(DOCUMENT PASSAGE)
────

And, I believe that it is very, very hard for a startup to succeed when
someone beyond the CEO is directing the product. That means the CEO is
managing someone else's creation.

I look to Google's return to product management running the company as
critical to that company's success. And I think Zuck and Jobs are also
testaments to this theory.

------
mancjew
When I first developing my startup I thought it was product first, but I soon
realized it's customer first. CEO should give a high level direction of the
company, connect with customers and feedback to the team. Sure he/she might
give their opinions to the pixel level but that's not their primary job. If
you're so hung up on building a great product as a CEO without spending enough
time to validate with the market, you're wasting your time.

------
ForrestN
This could be reframed as a debate between the usefulness of different CEO
archetypes. I might agree, especially for tech companies (I assume that's what
the author means by "Startups"), that the visionary product designer CEO is a
very effective one, especially at the beginning. But depending on the company,
other archetypes can become at least as useful: the skillful manager, who
hires all the right people and maximizes their utility; the
negotiator/competitor/strategist who reads the market, plays the press and
out-maneuvers other companies; the spokesman marketer who makes the case for
his product to the world.

Also, people should realize that Jobs is great at all of these skills, in part
because he's a genius but also because he's just really experienced.

------
drewcoo
Two topics:

The guy focuses on his strengths. Good on him. Not everyone should be him.
Talk about that or don't.

This is linkbait. CEOs should post linkbait. Discuss?

------
dustingetz
dude, your job is to be everything. so yeah, if the pixels are wrong, it's
your fault and you have to fix it, but probably not by diving into CSS. its
your job to go hire someone that is better than you at UX so you can fix the
stuff only a CEO can fix.

[http://bhorowitz.com/2010/05/30/how-andreessen-horowitz-
eval...](http://bhorowitz.com/2010/05/30/how-andreessen-horowitz-evaluates-
ceos/)

------
ebaysucks
Viewpoint: People = Generalizing their own experience

------
kirillzubovsky
Agree.

────

(DATA RECORDS)
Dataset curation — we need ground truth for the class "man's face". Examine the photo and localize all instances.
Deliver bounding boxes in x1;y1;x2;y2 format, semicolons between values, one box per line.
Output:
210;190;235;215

────

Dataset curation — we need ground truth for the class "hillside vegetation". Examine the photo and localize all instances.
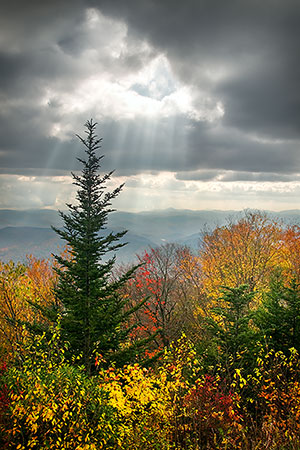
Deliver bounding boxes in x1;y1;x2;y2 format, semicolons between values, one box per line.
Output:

────

(TO DO)
**1)** Return, word for word, the part of the startup CEO thread that opens with the words containing "And, I believe" and closes with "someone else's creation.".
**2)** In the startup CEO thread, what did mancjew come to realize comes first, instead of product?
**3)** Decide whether each statement agrees with the startup CEO thread. Answer yes or no, and quote the deciding words.
(a) ForrestN assumes the author means tech companies by "Startups."
(b) dustingetz says a CEO should fix wrong pixels by diving into CSS.
(c) drewcoo says everyone should be like the guy who focuses on his strengths.

(ANSWERS IN ORDER)
**1)**
And, I believe that it is very, very hard for a startup to succeed when
someone beyond the CEO is directing the product. That means the CEO is
managing someone else's creation.

**2)** The customer.

**3)**
(a) Yes: "I assume that's what the author means by "Startups""
(b) No: "but probably not by diving into CSS"
(c) No: "Not everyone should be him."